Short exercise A: Filter the listing below down to every line that contains the string "road", treating uppercase and lowercase as different.

Excerpt to read:
---+---

The Senate Finance Committee has held a series of hearings on the federal estate tax. The 3/12/08 hearing examined alternatives to the present transfer tax system. Three professors discussed alternative wealth transfer tax systems focusing primarily on a change to an accessions tax. The 4/3/08 hearing featured two lawyers and a CPA from private practice, along with an executive from a tax-exempt organization, all of whom addressed ways to reform the existing estate tax system.

The Finance Committee is taking a timely and refreshing look at tax policy in the transfer tax area. The ten-year journey on which we set off with the enactment of the Economic Growth and Tax Relief Reconciliation Act of 2001 ("EGTRRA") is nearly complete. If Congress wishes to avoid the nonsensical one-year repeal in 2010 followed by the reappearance of pre-2001law in 2011, action must be taken in 2009. The testimony at the Senate Finance Committee hearings illuminates the various paths that Congress could follow.

Alternatives to the Estate Tax

Three professors presented alternative systems for taxing wealth at the 3/12/08 hearing. Some clarification of terminology is required for this discussion. Typically, the difference between an estate tax and an inheritance tax is that an estate tax applies one rate schedule, often with a series of progressive rates, to the value of the taxable estate and imposes that tax on the estate itself. By contrast, an inheritance tax generally is imposed on the heirs, with a tax computed on the property received by each heir. The rate schedule may vary depending on the relationship between the decedent and the heir. Usually, the rate applicable to any particular heir is flat. Most European countries impose an inheritance tax rather than an estate tax at death.

Those are not the only options, however. Some have suggested that the taxation of wealth transfers be married with the income tax. If Section 102 of the Code were repealed, the receipt of a gift or bequest would be taxable income to the recipient. Professor Joseph Dodge referred to this system as an "income inclusion approach."2 The income inclusion approach looks at each tax year on a freestanding basis, without regard to whether the taxpayer has received gifts or bequests in any prior year.

---+---

Data records:

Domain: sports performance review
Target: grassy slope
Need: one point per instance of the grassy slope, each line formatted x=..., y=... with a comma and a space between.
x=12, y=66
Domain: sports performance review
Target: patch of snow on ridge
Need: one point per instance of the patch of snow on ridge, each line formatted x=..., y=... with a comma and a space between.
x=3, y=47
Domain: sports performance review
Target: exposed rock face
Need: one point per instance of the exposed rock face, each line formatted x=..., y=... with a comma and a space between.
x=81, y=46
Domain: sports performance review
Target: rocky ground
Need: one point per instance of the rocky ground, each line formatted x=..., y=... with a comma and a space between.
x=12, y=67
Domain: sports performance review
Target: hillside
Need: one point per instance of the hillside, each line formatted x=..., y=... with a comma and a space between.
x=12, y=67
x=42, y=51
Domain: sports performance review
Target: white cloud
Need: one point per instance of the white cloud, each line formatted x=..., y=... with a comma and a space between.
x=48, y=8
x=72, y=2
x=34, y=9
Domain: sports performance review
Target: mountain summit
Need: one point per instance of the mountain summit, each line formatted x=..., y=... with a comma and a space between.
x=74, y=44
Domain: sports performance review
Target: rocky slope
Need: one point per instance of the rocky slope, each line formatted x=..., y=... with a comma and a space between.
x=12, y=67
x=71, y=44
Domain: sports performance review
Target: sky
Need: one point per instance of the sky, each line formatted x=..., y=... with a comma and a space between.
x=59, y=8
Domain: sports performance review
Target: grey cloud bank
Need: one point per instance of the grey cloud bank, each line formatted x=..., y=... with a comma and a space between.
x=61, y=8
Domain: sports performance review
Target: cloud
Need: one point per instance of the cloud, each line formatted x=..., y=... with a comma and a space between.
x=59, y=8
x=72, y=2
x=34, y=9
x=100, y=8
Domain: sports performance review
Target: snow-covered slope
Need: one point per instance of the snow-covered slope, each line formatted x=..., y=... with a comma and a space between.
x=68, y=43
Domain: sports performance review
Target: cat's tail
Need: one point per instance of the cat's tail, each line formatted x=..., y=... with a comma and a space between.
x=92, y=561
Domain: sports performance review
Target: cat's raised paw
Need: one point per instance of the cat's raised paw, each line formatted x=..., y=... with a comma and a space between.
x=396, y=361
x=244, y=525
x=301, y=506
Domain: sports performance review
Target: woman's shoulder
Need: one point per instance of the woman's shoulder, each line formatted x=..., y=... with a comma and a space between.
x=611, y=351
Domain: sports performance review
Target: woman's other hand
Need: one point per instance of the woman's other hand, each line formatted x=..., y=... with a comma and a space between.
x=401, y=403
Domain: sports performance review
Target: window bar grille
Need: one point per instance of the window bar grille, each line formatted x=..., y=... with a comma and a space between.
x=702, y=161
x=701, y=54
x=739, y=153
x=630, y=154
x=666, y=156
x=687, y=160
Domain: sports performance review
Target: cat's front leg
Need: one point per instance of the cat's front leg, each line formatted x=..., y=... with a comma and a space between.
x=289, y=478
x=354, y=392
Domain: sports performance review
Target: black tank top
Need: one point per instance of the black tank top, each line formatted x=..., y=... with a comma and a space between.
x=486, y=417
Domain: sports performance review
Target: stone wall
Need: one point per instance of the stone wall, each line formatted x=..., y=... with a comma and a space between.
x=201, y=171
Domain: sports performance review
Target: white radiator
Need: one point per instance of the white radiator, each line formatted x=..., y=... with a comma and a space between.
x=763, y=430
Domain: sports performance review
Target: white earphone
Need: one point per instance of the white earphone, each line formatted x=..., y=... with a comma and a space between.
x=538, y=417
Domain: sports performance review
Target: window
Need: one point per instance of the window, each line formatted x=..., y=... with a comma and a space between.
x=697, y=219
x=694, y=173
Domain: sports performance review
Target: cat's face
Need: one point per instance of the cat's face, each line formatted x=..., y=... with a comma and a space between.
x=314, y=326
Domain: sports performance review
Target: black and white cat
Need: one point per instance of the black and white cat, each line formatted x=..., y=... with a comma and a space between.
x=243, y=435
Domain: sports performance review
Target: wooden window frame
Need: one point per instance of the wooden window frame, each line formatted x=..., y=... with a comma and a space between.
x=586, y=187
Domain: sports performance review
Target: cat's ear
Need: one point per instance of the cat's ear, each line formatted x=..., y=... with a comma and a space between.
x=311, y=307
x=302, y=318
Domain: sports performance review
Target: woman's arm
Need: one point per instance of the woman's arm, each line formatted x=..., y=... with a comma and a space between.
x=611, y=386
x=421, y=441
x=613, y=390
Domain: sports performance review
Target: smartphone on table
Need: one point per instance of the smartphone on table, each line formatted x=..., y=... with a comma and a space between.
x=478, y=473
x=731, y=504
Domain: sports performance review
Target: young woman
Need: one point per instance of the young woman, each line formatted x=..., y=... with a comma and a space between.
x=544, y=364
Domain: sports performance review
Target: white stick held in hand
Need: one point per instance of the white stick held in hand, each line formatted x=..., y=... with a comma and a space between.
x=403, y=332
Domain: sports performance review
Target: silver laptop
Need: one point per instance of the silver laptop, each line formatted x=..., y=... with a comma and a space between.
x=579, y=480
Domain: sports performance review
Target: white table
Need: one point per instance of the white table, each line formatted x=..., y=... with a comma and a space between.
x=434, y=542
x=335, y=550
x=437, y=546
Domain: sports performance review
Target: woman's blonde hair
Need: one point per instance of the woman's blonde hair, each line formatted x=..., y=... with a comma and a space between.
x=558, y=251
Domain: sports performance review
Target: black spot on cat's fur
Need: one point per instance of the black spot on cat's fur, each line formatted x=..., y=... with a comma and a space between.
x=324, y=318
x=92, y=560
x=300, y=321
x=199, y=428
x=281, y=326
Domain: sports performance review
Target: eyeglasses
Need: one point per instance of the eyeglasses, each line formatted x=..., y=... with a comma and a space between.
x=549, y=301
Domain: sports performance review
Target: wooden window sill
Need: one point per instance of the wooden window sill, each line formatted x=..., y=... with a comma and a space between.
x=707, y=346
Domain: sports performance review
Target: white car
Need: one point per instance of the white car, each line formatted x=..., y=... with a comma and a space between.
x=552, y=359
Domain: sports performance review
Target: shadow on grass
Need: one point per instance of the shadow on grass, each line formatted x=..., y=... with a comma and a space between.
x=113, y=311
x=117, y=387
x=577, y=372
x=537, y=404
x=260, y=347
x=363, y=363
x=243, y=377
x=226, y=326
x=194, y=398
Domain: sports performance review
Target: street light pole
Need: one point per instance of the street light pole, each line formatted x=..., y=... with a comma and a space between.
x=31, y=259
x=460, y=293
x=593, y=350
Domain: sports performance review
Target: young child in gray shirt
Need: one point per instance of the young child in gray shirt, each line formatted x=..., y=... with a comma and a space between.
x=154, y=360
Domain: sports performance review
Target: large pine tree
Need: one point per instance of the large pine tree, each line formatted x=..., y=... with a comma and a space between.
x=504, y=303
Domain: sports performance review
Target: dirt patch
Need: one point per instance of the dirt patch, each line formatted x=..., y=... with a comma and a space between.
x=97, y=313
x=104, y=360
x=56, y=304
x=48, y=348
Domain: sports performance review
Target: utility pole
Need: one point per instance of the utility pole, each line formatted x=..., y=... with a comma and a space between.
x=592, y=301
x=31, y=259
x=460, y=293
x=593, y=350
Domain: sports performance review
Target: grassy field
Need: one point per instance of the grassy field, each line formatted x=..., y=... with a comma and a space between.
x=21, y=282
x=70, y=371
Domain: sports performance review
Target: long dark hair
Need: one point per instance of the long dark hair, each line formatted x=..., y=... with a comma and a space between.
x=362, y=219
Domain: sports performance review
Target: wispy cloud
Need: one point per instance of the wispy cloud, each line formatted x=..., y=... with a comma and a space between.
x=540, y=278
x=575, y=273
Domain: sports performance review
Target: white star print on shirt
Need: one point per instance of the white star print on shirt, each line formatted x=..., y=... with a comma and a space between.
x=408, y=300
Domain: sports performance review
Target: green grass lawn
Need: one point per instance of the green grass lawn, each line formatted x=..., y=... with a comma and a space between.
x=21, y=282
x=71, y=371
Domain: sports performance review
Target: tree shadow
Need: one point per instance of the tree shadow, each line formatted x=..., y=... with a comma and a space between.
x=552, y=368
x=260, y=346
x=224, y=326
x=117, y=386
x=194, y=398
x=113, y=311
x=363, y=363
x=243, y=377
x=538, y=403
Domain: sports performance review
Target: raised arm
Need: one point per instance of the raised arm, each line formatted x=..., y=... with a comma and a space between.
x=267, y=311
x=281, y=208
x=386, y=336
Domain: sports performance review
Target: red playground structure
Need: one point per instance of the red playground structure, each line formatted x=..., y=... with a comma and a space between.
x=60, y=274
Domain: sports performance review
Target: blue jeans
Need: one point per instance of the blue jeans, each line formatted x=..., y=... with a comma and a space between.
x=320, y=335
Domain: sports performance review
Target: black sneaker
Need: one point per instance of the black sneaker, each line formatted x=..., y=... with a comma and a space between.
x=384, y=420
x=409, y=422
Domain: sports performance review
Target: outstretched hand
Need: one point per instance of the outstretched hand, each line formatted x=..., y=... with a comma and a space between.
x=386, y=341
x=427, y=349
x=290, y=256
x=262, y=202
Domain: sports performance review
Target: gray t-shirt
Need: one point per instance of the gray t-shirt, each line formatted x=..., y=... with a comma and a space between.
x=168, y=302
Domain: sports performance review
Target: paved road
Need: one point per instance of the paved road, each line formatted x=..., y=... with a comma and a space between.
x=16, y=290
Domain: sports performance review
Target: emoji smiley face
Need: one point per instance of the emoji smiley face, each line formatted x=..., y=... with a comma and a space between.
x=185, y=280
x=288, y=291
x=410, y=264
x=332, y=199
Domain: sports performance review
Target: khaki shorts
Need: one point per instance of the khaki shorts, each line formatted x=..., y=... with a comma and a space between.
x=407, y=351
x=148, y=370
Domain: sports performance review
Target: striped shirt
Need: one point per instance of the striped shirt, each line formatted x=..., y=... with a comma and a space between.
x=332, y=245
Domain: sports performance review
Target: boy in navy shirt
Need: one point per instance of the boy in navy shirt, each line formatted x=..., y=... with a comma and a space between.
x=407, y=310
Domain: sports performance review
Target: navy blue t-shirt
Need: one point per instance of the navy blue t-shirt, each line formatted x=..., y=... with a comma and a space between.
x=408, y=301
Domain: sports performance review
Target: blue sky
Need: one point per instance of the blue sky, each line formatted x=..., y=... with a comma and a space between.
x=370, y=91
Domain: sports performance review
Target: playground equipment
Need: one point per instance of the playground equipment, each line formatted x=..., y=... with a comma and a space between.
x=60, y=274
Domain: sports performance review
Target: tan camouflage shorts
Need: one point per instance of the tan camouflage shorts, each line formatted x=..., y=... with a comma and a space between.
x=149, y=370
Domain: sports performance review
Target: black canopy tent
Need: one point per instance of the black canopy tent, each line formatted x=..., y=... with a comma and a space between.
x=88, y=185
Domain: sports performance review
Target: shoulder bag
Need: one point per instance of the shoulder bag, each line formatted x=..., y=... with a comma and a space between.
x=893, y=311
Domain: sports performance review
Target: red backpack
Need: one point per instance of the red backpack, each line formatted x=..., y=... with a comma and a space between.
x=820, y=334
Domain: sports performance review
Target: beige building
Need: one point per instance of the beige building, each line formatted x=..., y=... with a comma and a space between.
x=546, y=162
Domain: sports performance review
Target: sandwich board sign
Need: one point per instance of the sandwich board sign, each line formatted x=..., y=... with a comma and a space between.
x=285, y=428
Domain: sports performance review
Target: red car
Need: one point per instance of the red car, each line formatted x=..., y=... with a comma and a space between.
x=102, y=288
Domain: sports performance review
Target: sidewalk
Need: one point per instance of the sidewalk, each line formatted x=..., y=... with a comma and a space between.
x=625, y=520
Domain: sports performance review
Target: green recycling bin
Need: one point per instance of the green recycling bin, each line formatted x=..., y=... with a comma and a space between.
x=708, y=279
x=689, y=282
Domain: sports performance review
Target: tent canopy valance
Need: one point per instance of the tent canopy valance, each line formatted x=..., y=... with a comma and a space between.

---+---

Short exercise B: In the estate tax excerpt above, what term did Professor Joseph Dodge use for the system that would treat a gift or bequest as taxable income to the recipient?

Expected answer A:
Target: paved road
Need: one point per instance of the paved road, each line formatted x=..., y=... with a comma and a space between.

Expected answer B: An "income inclusion approach."